# [Supplied text]
Strengths and limitations of this study

  • The expression of GLP-1 and GLP-1 receptor was assessed by human endomyocardial biopsy samples obtained from patients with heart disease. The biopsy samples were obtained only from patients who definitely needed histological diagnosis and not from normal patients without heart diseases because it is ethically impossible to obtain endomyocardial biopsy samples from normal patients.

Introduction

Glucagon-like peptide-1 (GLP-1) is one of the two physiological hormones that meet the criteria of ‘incretin’, which is released from the intestine in response to nutrients and exerts a potent insulin-releasing effect on pancreatic β-cells.1 It is now well established that GLP-1-induced insulin secretion leads to significant postprandial glucose lowering in both diabetic animal models and patients with type 2 diabetes.1 The major active form of GLP-1 is a GLP-1(7–36) amide2 and, following its release into the circulation, GLP-1(7–36) amide undergoes rapid enzymatic degradation by dipeptidyl peptidase-4 (DPP-4)3 into GLP-1(9–36) amide by the removal of an N-terminal dipeptide, which is an inactive form.4 It has also been reported that stimulation of GLP-1 receptors protects the heart against ischaemia-reperfusion injury in animal studies5–7 and in humans.8 ,9 There are very few studies that have investigated plasma GLP-1 level in cardiac disease. One is the report showing that fasting plasma GLP-1 level was lower in patients with coronary artery disease than in those without.10 However, difference in mean value of fasting plasma GLP-1 was quite small.10 The other report is that plasma GLP-1 level was associated with diastolic heart function but not with systolic heart function in elderly men who were invited to a healthy survey.11 However, it is not still clear whether endogenous plasma GLP-1 is related to left ventricular (LV) systolic function in cardiac patients with LV dysfunction. Therefore, the aim of the current study was (1) to elucidate the usefulness of plasma GLP-1 levels for the assessment of LV dysfunction comparing plasma GLP-1 levels with conventional parameters, such as brain natriuretic peptide (BNP) and the ratio of mitral inflow E-wave to A-wave velocity (E/A), and (2) to compare the expression of GLP-1 and GLP-1 receptor proteins immunohistochemically in myocardial biopsied samples obtained from patients who definitely needed histological diagnosis between patients with preserved and impaired LV function.

Dataset entries
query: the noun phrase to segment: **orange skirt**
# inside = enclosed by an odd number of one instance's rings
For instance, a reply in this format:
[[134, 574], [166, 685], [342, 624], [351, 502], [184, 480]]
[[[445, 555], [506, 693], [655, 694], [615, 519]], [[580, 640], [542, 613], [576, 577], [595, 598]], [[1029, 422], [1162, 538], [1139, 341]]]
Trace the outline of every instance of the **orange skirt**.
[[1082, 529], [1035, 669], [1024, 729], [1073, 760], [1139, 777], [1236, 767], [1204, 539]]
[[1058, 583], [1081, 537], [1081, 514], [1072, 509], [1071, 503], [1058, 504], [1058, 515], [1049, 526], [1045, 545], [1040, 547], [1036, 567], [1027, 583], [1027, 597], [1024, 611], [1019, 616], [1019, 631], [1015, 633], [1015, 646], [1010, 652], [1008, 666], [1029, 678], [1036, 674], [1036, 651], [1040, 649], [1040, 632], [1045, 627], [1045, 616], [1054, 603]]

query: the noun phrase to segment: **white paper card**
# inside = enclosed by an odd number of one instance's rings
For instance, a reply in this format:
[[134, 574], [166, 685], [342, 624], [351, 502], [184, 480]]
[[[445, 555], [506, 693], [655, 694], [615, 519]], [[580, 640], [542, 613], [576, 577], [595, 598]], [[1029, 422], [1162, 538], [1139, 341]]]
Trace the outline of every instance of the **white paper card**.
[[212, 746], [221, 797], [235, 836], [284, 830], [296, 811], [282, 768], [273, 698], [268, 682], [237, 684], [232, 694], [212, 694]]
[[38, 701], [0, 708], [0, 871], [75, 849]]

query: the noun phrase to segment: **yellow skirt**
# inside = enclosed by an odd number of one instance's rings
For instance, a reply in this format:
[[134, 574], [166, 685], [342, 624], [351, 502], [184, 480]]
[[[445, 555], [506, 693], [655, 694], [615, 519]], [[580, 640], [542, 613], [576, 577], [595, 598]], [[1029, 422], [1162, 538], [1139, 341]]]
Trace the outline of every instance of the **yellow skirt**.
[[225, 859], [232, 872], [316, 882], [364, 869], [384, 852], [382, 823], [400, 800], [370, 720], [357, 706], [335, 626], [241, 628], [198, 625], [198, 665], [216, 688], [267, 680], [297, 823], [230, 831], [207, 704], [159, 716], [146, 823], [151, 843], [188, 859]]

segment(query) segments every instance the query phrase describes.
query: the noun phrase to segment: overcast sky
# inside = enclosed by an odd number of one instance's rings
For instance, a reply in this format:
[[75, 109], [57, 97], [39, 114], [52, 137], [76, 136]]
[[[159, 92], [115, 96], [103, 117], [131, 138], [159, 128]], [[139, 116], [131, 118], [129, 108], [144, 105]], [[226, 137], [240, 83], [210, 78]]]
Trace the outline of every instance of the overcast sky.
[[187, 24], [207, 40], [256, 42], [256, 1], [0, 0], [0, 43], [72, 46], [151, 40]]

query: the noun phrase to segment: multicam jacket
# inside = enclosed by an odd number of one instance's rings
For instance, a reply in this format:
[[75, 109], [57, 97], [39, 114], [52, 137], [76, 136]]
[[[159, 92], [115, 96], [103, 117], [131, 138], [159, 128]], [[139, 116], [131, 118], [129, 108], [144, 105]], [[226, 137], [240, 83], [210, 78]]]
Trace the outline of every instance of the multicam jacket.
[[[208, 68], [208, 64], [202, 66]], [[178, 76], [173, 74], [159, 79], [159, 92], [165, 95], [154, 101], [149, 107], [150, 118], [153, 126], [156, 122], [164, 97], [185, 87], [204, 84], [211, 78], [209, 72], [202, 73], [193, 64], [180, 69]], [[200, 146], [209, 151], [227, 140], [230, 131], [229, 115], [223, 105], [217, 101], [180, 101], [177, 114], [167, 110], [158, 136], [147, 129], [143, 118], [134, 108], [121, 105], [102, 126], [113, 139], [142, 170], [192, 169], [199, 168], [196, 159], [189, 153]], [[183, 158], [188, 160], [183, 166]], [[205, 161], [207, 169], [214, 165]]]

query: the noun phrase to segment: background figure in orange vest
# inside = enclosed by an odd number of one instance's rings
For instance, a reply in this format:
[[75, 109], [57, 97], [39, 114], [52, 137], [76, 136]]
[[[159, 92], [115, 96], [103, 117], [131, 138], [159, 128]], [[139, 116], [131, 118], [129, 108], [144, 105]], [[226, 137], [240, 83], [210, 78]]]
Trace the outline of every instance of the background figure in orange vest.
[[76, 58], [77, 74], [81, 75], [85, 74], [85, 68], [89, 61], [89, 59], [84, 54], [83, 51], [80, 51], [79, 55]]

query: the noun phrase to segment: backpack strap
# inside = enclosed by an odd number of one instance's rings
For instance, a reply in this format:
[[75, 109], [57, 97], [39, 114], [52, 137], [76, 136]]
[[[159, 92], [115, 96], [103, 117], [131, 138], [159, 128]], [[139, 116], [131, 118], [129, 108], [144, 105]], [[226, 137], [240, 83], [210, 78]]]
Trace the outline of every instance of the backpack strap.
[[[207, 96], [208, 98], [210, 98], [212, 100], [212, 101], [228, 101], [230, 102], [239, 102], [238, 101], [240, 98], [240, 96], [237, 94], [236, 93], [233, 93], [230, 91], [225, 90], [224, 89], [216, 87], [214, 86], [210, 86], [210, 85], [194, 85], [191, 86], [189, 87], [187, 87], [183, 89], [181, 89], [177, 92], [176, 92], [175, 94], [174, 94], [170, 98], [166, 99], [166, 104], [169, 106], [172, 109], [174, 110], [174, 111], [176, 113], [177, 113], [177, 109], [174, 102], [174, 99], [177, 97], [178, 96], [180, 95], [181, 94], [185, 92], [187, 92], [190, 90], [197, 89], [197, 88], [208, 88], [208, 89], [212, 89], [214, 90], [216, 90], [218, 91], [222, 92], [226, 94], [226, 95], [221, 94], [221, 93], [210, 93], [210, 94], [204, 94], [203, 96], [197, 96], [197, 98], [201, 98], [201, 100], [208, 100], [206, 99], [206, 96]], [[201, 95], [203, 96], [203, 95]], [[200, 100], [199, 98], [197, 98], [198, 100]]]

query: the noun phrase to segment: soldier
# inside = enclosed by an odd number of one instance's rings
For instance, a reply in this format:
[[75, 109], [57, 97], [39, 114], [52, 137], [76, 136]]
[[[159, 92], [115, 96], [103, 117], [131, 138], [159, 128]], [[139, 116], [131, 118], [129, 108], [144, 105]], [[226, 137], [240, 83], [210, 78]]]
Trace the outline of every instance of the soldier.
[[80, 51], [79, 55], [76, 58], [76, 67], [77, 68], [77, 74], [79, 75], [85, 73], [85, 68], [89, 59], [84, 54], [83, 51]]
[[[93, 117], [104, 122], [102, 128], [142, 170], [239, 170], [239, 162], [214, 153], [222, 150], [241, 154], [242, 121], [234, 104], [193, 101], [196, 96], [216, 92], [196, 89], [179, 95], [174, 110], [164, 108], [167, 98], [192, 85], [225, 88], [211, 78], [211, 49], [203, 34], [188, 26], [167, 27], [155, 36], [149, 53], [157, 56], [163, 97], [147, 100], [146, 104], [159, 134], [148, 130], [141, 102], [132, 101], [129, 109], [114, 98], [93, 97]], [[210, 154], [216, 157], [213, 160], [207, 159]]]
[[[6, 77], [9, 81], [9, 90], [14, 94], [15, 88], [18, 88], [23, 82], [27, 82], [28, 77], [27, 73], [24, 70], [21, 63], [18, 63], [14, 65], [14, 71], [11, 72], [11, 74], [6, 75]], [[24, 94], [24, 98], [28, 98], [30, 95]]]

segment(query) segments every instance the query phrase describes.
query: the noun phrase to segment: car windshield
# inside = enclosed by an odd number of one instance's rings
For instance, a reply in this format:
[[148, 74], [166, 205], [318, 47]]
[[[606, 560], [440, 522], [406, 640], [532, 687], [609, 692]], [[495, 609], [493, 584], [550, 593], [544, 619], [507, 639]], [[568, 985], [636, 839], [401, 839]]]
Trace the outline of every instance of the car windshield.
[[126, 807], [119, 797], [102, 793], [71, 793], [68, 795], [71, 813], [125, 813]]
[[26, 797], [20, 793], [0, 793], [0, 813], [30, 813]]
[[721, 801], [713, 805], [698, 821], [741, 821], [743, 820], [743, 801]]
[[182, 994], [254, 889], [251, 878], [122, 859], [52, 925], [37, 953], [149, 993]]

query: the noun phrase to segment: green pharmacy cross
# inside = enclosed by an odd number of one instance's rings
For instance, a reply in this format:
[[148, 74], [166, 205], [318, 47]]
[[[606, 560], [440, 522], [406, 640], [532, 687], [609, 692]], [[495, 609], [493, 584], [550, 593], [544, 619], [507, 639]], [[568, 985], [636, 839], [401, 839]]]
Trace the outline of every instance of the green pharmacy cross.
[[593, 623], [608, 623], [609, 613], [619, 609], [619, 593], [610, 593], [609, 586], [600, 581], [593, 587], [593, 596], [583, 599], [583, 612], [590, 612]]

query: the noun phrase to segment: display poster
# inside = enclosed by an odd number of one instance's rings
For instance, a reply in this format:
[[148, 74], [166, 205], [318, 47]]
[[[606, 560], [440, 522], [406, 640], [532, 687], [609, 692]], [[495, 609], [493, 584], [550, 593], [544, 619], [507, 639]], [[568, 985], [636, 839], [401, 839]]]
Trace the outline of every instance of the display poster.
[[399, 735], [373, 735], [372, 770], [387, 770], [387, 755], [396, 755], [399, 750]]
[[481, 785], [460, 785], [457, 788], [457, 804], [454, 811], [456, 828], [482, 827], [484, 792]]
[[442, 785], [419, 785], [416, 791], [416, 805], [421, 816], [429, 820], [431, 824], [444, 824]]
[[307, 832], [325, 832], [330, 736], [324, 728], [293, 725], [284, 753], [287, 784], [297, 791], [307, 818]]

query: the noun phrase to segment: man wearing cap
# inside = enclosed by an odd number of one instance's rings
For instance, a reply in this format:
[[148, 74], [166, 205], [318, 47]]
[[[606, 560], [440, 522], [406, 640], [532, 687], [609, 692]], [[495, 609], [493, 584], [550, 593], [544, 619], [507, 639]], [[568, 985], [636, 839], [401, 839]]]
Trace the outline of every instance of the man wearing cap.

# [What you have to do]
For each statement, answer yes or no according to the GLP-1 text and quote the words that decide it. 1. Endomyocardial biopsy samples were also taken from normal patients without heart disease. 2. DPP-4 breaks GLP-1(7–36) amide down into an inactive form. 3. In the elderly men invited to a healthy survey, plasma GLP-1 level was associated with systolic heart function.

# [Output of the exercise]
1. No: "not from normal patients without heart diseases"
2. Yes: "GLP-1(9–36) amide by the removal of an N-terminal dipeptide, which is an inactive form"
3. No: "associated with diastolic heart function but not with systolic heart function"